**EXCERPT**:
At the core of a typical business ecosystem is a constantly evolving dynamic between the needs of the business, the needs of its customers and the needs of its staff. Each, having its own set of individual goals, priorities and criteria for success, there is a natural, but conflicting and self-limiting tendency to focus inwardly.
Strategies of compromise, dissatisfaction and decline
At best, by constantly juggling one set of needs against the needs of another, the outcome inevitably becomes a compromise for all. Naturally, businesses will always want to make more profit, customers will always want to pay less, and employees will always want to be paid more. But, pursuing these goals independently, each risks adopting behavioural traits that descend a downward spiral into dissatisfaction and business decline:
- Businesses might attempt to increase profits by: increasing prices, reducing what they pay suppliers, and cutting staff and business costs.
- Consumers might make choices on price alone, or simply do without.
- Staff might become disgruntled and unengaged.
For each of these groups, these inward-facing strategies typically involve very little awareness, compassion or concern for the needs, wants and expectations of the other. They create negative forces that act against the creation of mutually shared value and create distance between a business, its customers and its staff, and ultimately lead to under-performance and possible business failure.
Strategies supporting mutually assured success
The post-2020 recalibration of customer and staff relationships is forcing businesses to build a more sustainable environment – where the business, customers, and staff can all benefit from mutually supporting interests, rather than be driven to mutual assured destruction.
This new paradigm is characterised by outward-facing strategies, where businesses provide valued products and services, delivered by engaged staff, empowered to meet and exceed the needs, wants and expectations of customers.
For businesses, staff and customers, these outward-facing strategies typically involve a strong awareness of the needs, wants and expectations of each other. This creates positive forces that build mutually shared value that attracts businesses, staff and customers towards each other.

**LISTED ENTRIES**:
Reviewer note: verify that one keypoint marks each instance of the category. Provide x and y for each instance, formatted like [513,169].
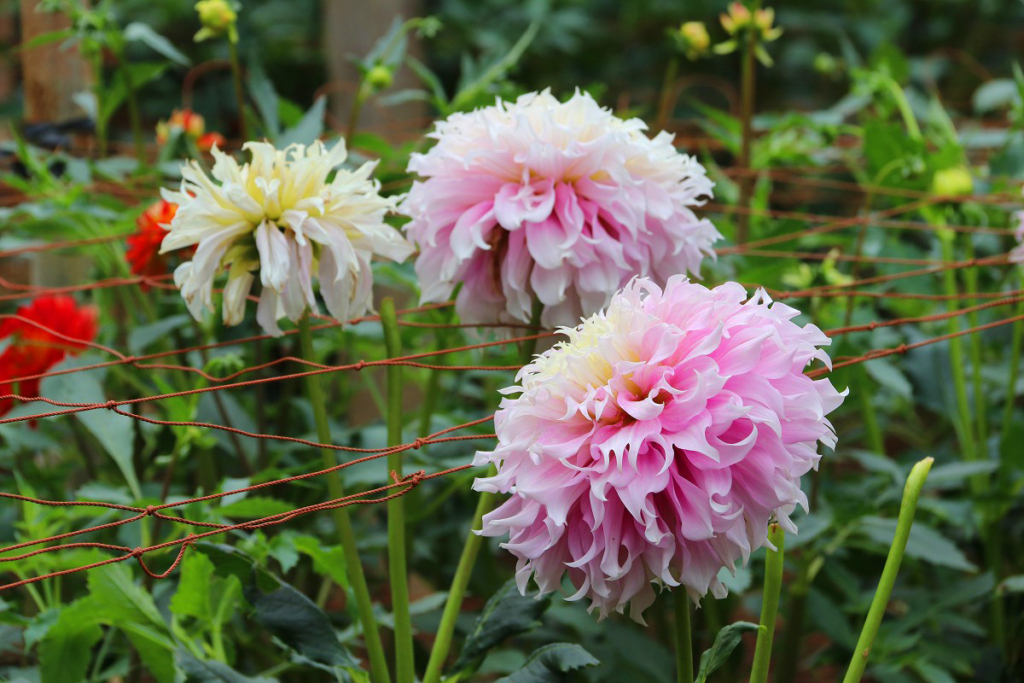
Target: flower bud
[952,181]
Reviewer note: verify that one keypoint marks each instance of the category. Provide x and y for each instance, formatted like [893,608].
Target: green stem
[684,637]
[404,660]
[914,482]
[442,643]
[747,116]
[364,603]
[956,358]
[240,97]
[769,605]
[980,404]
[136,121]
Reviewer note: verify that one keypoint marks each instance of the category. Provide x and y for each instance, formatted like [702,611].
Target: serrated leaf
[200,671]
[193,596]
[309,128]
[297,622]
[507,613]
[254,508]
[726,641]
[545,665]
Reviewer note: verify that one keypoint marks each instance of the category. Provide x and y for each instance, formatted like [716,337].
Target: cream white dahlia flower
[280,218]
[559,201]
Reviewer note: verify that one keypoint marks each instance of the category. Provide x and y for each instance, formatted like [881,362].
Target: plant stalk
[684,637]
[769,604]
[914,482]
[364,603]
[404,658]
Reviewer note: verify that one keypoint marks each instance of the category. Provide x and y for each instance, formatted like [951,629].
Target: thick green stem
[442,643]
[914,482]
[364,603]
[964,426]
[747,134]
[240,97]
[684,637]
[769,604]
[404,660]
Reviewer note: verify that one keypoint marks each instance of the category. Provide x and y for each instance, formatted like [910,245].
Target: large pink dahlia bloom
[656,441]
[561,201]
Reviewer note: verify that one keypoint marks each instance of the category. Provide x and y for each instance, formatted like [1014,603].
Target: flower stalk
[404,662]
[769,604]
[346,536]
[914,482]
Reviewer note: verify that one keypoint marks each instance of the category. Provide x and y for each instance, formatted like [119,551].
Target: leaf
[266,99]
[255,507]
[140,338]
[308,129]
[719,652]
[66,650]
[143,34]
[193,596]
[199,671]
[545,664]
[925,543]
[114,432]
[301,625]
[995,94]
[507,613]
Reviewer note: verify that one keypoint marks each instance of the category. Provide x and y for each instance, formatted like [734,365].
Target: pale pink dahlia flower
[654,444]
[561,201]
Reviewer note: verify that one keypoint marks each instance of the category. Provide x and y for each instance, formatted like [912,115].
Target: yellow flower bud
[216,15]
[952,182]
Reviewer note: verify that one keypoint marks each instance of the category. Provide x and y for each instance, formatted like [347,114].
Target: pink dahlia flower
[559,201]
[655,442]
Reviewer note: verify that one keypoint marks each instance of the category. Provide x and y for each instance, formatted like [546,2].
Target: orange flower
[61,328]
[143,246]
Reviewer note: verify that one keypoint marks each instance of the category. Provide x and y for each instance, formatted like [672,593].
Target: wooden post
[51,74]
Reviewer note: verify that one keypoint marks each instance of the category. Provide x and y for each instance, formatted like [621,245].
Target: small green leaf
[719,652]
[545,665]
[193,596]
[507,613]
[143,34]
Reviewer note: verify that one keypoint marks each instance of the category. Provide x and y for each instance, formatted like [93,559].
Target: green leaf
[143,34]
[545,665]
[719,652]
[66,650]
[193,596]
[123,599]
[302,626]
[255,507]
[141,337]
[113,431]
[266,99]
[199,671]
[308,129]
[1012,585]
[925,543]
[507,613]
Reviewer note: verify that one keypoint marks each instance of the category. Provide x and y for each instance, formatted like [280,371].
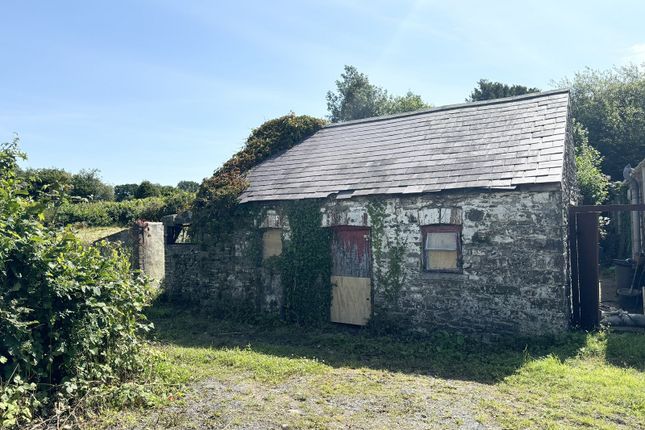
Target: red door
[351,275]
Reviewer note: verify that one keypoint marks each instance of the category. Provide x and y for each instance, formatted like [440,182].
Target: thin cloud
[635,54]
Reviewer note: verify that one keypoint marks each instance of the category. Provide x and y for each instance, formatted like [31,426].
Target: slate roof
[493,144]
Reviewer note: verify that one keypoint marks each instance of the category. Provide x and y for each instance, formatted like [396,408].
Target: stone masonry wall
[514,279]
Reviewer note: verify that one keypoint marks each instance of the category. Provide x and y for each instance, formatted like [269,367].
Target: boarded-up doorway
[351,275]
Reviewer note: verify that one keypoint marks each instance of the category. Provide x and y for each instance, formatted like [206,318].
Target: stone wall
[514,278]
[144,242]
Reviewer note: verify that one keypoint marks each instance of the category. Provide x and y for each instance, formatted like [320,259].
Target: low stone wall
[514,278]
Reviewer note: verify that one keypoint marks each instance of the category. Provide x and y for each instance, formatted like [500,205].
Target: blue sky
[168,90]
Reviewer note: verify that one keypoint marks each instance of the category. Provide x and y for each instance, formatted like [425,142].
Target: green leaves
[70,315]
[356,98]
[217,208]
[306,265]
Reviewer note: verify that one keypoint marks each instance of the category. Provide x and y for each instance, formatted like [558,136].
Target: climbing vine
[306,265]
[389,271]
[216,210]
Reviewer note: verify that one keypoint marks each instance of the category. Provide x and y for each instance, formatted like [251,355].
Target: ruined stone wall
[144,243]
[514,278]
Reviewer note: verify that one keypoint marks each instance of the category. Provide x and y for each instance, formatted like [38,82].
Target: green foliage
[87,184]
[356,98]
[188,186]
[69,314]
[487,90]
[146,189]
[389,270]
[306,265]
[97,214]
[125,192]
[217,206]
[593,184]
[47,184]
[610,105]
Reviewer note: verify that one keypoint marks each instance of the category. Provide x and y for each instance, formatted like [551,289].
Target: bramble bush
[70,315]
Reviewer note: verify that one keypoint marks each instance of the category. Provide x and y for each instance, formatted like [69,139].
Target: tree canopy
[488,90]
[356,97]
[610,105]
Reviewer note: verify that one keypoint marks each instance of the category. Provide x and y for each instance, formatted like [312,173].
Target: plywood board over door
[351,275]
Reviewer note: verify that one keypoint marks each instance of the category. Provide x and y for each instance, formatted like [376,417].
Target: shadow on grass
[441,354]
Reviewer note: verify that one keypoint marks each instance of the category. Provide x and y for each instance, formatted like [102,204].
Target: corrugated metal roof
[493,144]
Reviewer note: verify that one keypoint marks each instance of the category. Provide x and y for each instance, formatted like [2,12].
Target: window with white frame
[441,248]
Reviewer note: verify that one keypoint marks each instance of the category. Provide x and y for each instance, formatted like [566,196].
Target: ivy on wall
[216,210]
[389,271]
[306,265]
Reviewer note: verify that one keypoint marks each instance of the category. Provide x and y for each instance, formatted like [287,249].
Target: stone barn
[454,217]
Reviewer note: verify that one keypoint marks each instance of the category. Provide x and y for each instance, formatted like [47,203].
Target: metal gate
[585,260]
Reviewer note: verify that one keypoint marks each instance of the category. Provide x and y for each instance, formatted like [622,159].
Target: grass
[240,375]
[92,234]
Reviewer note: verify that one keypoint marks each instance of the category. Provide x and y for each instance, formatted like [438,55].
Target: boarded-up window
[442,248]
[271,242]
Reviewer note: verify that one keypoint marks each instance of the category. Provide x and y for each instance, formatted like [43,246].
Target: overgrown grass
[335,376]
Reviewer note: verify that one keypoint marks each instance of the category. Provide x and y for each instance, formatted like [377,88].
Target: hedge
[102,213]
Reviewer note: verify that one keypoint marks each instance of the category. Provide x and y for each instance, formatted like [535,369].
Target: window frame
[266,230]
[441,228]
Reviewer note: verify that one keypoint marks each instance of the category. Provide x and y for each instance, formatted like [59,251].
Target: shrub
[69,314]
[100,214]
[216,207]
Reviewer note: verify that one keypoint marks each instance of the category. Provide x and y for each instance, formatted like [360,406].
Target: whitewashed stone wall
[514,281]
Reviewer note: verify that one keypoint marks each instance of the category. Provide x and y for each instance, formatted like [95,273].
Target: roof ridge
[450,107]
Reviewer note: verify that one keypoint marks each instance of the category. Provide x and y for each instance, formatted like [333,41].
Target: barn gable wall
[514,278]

**EXERCISE TASK A**:
According to the text on business ecosystems, why do inward-facing strategies lead to under-performance? Answer in one to three sentences.
**EXERCISE TASK B**:
From the text on business ecosystems, reproduce the passage that begins at the words "Strategies supporting mutually" and ends after the words "towards each other.".
The records have no connection to the text.

**TASK ANSWER A**:
These strategies show little awareness of or concern for what the other groups need, want and expect. They create negative forces that work against mutually shared value and push the business, its customers and its staff apart, which ultimately leads to under-performance and possibly business failure.

**TASK ANSWER B**:
Strategies supporting mutually assured success
The post-2020 recalibration of customer and staff relationships is forcing businesses to build a more sustainable environment – where the business, customers, and staff can all benefit from mutually supporting interests, rather than be driven to mutual assured destruction.
This new paradigm is characterised by outward-facing strategies, where businesses provide valued products and services, delivered by engaged staff, empowered to meet and exceed the needs, wants and expectations of customers.
For businesses, staff and customers, these outward-facing strategies typically involve a strong awareness of the needs, wants and expectations of each other. This creates positive forces that build mutually shared value that attracts businesses, staff and customers towards each other.